▶ Exercise requirements:
How many lines in the records below contain the string "glasses"? Case counts. Reply with the number alone.

■ ■ ■ ■

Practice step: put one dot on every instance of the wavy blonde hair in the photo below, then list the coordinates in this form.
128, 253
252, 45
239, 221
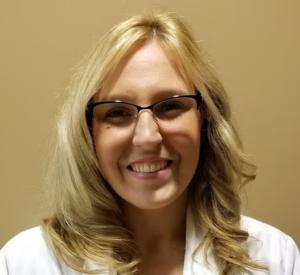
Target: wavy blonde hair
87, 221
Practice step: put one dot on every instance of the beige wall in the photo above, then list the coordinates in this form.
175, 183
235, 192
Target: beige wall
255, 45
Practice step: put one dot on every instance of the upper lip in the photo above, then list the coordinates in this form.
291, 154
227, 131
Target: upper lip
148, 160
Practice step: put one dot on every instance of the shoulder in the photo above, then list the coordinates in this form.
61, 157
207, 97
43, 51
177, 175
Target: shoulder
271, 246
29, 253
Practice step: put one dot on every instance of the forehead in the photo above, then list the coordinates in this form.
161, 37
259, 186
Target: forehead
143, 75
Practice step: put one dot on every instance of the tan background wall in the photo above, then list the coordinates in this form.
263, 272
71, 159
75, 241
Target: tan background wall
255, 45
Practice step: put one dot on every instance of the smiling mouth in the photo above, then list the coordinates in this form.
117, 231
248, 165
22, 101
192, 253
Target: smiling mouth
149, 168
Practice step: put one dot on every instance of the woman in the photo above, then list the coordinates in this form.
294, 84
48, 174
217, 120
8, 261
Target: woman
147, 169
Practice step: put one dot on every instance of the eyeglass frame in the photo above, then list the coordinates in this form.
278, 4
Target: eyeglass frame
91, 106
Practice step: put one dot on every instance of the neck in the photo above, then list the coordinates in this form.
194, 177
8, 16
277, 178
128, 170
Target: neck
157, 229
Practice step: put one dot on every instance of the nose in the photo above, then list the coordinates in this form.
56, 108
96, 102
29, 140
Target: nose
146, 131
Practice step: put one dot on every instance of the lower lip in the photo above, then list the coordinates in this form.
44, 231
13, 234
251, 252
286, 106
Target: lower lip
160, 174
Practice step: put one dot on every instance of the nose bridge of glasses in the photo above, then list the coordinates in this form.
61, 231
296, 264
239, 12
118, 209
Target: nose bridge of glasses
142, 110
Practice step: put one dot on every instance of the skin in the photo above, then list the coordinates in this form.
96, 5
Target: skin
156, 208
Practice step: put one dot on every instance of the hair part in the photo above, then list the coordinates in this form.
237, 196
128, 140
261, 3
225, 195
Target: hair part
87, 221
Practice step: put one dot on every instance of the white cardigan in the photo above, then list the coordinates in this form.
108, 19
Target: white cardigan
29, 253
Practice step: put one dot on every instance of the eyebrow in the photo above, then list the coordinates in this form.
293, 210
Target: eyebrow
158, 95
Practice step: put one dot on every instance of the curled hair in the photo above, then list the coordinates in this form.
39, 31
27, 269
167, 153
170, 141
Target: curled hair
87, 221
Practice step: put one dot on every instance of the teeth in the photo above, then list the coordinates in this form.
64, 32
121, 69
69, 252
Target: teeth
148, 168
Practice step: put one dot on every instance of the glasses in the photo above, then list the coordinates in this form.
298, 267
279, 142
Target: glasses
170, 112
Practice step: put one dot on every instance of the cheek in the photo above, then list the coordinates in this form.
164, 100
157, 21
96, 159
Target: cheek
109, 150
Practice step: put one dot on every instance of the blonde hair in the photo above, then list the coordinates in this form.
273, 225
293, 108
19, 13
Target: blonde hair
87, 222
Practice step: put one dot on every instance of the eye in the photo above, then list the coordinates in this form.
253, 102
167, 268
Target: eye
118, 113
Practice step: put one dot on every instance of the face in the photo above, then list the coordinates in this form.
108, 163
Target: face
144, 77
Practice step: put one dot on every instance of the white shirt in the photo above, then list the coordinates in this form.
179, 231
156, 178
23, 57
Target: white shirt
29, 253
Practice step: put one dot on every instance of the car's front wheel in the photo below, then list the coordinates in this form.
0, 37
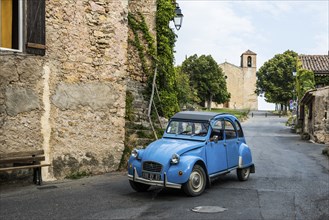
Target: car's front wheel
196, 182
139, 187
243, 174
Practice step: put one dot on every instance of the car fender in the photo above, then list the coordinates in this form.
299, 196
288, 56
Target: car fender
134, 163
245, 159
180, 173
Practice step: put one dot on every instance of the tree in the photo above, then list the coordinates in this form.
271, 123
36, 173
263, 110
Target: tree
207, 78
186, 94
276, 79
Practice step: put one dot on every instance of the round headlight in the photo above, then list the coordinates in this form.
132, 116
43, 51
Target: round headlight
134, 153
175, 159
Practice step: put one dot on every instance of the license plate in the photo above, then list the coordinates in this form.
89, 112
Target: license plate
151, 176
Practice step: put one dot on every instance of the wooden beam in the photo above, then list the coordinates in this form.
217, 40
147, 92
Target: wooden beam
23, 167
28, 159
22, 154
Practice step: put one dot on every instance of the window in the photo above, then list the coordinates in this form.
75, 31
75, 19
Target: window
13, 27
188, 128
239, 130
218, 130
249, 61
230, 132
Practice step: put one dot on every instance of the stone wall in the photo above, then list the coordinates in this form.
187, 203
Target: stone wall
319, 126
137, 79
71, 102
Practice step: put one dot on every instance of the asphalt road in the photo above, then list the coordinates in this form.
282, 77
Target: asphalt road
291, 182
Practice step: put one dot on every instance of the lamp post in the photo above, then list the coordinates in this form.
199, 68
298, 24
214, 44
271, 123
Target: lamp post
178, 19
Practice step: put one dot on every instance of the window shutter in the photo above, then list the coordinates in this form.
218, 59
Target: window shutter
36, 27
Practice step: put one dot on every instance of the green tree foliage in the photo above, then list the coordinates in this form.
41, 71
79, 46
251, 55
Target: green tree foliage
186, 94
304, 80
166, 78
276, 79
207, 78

■ ■ ■ ■

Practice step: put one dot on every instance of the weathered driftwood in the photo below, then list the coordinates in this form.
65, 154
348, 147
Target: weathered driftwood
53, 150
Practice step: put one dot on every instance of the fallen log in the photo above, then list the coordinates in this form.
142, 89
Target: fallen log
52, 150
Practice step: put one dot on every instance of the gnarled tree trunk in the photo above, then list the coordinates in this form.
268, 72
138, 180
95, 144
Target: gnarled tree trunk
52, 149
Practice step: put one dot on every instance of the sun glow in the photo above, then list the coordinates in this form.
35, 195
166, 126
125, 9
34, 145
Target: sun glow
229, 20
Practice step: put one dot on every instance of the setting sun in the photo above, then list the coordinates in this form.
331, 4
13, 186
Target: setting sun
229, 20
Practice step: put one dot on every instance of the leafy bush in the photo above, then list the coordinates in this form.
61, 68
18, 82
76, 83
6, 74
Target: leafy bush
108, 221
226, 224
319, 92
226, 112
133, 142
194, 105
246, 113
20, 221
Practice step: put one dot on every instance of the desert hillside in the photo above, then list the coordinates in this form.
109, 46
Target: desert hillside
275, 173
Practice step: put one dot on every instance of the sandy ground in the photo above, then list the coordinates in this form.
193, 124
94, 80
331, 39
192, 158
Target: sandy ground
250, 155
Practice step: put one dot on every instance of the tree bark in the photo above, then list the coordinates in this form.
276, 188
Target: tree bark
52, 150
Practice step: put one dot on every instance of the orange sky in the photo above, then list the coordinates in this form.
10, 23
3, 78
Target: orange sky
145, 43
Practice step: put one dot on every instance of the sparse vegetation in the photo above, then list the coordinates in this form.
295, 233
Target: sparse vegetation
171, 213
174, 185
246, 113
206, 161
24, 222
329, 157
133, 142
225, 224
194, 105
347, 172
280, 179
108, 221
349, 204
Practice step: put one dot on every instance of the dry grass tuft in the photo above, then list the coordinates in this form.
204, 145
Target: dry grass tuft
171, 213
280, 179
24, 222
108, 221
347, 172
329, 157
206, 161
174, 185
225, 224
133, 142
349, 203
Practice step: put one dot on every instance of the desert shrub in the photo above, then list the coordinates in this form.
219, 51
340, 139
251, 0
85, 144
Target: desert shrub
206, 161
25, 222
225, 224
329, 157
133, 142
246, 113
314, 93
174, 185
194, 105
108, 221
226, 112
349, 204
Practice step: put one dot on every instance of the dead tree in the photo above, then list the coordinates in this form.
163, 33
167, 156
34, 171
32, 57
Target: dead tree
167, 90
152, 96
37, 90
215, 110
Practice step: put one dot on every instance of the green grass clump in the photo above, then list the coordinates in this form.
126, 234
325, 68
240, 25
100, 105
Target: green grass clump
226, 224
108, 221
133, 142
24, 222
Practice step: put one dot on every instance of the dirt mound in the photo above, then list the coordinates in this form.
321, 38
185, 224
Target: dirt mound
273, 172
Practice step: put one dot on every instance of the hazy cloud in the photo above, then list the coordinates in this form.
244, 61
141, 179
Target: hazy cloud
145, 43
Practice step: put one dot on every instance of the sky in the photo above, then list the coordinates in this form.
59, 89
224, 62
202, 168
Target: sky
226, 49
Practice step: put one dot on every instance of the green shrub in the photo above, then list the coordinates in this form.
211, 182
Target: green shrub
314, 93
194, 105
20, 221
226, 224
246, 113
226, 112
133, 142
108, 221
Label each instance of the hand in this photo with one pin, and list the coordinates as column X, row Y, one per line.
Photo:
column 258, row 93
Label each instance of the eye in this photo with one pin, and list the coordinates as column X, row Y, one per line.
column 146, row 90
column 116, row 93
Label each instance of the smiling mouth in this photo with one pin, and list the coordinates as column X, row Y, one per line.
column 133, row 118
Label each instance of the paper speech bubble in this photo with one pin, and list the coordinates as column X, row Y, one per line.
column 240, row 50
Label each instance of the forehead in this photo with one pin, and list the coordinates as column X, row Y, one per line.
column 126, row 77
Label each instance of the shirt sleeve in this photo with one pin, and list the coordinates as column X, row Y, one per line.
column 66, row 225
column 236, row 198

■ ■ ■ ■

▶ Response to this task:
4